— Start —

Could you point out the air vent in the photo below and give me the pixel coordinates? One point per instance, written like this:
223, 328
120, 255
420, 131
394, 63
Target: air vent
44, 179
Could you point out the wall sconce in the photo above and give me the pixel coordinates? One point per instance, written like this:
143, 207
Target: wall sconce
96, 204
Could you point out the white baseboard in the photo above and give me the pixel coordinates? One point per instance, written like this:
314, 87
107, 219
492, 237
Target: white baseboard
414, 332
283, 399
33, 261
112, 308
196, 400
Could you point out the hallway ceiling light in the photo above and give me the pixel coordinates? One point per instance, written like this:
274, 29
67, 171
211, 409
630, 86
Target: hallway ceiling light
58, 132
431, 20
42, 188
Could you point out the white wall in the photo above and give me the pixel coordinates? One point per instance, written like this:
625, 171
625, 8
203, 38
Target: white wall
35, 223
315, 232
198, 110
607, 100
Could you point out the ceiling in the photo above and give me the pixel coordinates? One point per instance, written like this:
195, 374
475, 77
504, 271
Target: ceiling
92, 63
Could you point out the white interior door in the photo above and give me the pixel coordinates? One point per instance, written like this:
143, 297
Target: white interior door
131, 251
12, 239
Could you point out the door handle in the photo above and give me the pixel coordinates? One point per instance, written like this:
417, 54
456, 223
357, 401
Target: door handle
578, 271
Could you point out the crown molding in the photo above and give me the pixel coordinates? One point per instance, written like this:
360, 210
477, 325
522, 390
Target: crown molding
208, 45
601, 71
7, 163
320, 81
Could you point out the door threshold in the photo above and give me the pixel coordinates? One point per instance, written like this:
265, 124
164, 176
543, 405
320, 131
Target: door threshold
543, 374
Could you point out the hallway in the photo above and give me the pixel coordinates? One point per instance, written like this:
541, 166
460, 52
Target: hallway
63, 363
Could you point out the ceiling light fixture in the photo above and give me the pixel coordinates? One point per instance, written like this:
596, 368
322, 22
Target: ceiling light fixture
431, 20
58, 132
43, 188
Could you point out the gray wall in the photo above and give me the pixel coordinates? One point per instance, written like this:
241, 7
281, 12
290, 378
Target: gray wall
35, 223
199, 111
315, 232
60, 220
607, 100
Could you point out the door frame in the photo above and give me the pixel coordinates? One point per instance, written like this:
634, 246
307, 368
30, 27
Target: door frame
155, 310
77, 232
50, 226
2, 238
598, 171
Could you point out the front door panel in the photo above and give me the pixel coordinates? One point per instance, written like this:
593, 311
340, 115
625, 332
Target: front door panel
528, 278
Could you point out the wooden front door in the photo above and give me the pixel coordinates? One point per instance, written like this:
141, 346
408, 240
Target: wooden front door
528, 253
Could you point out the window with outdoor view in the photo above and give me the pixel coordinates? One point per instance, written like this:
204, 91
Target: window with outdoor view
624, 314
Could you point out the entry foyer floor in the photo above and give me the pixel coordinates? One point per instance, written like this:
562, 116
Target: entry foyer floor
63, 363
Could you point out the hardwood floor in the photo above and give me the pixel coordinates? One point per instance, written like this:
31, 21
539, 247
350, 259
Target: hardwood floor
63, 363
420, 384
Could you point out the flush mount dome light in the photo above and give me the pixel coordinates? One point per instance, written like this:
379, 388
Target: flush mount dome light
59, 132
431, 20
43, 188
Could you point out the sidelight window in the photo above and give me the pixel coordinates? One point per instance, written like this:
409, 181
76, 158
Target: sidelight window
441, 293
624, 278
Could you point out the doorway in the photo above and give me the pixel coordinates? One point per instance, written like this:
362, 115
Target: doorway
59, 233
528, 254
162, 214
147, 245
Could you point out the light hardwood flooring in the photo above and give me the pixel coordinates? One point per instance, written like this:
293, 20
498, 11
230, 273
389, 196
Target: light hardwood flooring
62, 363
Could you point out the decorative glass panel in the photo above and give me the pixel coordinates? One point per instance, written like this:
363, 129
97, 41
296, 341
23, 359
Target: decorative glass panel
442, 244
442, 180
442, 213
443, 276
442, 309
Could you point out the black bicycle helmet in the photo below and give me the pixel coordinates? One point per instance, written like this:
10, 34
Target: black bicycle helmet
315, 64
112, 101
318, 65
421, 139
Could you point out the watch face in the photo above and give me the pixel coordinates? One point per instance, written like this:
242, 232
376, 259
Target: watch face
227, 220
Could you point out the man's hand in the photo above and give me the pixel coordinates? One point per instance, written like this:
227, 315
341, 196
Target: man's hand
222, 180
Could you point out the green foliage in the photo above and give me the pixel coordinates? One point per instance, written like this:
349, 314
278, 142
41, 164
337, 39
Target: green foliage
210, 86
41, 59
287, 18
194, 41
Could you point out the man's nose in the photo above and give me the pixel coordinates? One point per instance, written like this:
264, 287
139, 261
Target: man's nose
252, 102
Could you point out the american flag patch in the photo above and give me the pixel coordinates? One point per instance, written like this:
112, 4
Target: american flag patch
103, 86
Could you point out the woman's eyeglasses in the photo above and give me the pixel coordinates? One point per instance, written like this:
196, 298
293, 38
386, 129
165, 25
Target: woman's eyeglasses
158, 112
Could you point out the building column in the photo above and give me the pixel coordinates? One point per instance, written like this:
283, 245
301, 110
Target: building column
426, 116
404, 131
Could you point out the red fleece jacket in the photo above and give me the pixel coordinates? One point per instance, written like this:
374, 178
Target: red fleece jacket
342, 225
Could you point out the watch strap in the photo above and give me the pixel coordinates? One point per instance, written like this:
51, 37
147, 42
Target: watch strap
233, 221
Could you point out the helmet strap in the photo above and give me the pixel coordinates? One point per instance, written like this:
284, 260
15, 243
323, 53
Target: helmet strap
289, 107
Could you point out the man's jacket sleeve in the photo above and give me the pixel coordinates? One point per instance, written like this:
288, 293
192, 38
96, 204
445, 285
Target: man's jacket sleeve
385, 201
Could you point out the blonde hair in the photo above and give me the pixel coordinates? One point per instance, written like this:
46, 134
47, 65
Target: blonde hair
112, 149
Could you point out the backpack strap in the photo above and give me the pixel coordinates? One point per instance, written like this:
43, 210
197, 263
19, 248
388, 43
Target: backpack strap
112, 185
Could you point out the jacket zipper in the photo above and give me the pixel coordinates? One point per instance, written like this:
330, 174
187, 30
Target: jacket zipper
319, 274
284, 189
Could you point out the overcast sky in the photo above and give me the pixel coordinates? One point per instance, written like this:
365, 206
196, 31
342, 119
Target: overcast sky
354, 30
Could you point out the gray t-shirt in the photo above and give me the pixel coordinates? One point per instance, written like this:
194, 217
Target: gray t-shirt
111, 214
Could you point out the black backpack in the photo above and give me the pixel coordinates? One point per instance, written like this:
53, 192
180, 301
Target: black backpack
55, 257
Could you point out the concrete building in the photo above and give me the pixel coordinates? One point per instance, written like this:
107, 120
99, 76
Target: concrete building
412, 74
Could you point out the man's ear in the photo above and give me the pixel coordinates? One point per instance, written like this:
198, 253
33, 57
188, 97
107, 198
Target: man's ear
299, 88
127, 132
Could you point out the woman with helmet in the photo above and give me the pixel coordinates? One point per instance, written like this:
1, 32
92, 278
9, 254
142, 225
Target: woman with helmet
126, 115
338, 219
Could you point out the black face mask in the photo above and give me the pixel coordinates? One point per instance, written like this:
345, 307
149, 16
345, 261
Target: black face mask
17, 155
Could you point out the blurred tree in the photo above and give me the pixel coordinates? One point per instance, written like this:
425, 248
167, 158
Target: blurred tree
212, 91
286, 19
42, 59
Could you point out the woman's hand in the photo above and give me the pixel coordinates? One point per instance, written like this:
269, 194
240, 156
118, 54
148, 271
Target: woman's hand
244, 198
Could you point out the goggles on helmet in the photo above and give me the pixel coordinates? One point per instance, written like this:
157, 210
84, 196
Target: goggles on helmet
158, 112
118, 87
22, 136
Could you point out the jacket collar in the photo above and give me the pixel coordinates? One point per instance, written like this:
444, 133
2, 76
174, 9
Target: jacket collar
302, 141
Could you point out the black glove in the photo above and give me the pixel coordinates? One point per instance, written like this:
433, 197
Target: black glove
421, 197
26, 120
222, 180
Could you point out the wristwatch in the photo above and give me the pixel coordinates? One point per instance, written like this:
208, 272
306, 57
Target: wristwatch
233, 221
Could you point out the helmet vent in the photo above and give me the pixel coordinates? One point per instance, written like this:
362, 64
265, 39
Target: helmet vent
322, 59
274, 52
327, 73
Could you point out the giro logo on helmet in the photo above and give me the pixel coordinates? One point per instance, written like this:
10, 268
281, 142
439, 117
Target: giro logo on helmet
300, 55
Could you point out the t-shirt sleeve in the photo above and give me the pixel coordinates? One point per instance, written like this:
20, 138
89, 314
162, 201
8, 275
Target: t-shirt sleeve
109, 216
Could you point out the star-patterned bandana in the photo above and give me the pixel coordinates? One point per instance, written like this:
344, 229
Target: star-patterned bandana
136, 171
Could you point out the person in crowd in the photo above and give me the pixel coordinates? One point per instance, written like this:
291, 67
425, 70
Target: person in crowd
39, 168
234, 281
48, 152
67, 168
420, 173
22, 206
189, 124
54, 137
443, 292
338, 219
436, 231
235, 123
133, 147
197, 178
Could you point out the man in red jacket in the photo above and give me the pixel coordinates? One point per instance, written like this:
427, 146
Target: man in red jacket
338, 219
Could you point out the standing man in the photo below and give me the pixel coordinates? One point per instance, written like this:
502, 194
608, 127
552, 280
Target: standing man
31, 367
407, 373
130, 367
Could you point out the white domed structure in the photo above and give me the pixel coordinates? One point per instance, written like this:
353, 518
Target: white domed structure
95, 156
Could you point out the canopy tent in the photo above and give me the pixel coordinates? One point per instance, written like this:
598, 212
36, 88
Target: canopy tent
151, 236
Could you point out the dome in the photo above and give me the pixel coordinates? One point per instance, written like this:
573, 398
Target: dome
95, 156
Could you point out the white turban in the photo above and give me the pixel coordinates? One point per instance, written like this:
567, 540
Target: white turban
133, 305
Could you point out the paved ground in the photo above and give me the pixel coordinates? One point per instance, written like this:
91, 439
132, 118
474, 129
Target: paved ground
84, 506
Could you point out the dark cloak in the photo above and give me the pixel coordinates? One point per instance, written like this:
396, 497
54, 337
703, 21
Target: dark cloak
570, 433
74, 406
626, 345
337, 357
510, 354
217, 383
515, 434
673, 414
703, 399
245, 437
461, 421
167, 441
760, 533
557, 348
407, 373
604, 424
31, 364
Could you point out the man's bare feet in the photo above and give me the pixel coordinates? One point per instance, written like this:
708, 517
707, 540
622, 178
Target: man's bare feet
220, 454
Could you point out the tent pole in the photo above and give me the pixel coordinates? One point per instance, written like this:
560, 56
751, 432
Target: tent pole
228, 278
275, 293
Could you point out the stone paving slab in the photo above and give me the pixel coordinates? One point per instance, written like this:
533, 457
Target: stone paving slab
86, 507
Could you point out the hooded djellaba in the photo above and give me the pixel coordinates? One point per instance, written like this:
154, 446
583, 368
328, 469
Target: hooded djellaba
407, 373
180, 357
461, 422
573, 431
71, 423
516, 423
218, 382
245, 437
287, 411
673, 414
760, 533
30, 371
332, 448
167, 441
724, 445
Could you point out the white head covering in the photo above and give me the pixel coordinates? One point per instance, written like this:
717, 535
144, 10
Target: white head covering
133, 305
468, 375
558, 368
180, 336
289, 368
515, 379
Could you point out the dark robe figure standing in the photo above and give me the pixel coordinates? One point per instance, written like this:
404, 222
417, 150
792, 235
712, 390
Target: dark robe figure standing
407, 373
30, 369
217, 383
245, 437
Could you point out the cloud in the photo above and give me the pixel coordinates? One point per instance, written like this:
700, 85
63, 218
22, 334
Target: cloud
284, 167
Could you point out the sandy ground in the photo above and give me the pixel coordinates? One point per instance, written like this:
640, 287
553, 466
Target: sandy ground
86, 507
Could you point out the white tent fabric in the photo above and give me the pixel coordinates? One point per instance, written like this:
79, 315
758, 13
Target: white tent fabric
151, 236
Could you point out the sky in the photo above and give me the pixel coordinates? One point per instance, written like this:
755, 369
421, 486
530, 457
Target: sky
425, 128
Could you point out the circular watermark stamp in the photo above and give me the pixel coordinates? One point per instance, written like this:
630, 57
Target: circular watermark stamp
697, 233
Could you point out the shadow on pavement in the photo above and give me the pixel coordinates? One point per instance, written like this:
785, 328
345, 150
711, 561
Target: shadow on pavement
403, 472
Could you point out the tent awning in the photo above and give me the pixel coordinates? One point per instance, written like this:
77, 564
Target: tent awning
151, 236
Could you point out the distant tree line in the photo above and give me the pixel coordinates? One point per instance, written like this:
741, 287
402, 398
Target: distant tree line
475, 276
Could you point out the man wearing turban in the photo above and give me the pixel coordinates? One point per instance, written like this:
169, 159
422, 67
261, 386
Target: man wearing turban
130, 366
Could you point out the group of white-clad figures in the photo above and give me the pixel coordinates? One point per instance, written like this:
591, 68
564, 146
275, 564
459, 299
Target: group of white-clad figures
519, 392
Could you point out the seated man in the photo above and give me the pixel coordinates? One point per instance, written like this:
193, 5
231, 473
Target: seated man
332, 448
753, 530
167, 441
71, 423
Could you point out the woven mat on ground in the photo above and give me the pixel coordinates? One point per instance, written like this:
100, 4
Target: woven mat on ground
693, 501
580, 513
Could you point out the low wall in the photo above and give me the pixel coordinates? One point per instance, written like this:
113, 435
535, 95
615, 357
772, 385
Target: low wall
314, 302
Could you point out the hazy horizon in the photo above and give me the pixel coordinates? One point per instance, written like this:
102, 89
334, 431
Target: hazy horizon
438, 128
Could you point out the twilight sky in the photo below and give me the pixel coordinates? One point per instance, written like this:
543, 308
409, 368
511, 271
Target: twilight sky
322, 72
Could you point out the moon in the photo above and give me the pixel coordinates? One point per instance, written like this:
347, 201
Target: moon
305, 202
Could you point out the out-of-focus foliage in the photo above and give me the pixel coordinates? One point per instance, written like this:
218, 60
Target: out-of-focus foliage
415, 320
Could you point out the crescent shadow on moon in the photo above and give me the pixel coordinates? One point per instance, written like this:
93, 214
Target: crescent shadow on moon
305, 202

— End —

● Exercise prompt: Starting with the line that contains "Could you point out the seated", return each line through the last one of the data above, exactly as written and nothing more.

● Complete answer:
Could you point out the seated man in the photo above and give me the pixel coordinates? One point per instance, written like this:
193, 5
231, 473
Target: seated man
332, 448
753, 530
167, 441
71, 423
Could you point out the woven mat on ground in the photo above and give me the pixel coordinates? One point per instance, written like this:
100, 4
Target: woven mat on ground
693, 501
580, 513
Could you point out the low wall in the photo above and give me the pixel coordinates? One point per instance, written like this:
113, 435
535, 95
615, 357
772, 385
Target: low wall
314, 302
Could you point out the hazy horizon in the photo above and give me the pixel coordinates? One point per instance, written like this:
102, 89
334, 431
Target: hazy horizon
438, 128
Could you point out the twilight sky in the photo below and give me the pixel coordinates? One point per instance, written like this:
543, 308
409, 368
511, 271
Target: twilight sky
322, 72
Could you point out the moon in the photo above and give me the pixel coordinates? One point per instance, written like this:
347, 201
Target: moon
305, 202
Could you point out the out-of-focus foliage in the photo above and give me the pixel coordinates? One point per instance, written like this:
218, 60
Target: out-of-focus foliage
415, 320
Could you point out the crescent shadow on moon in the photo above and give me the pixel coordinates? One point per instance, written like this:
93, 214
Target: crescent shadow on moon
305, 202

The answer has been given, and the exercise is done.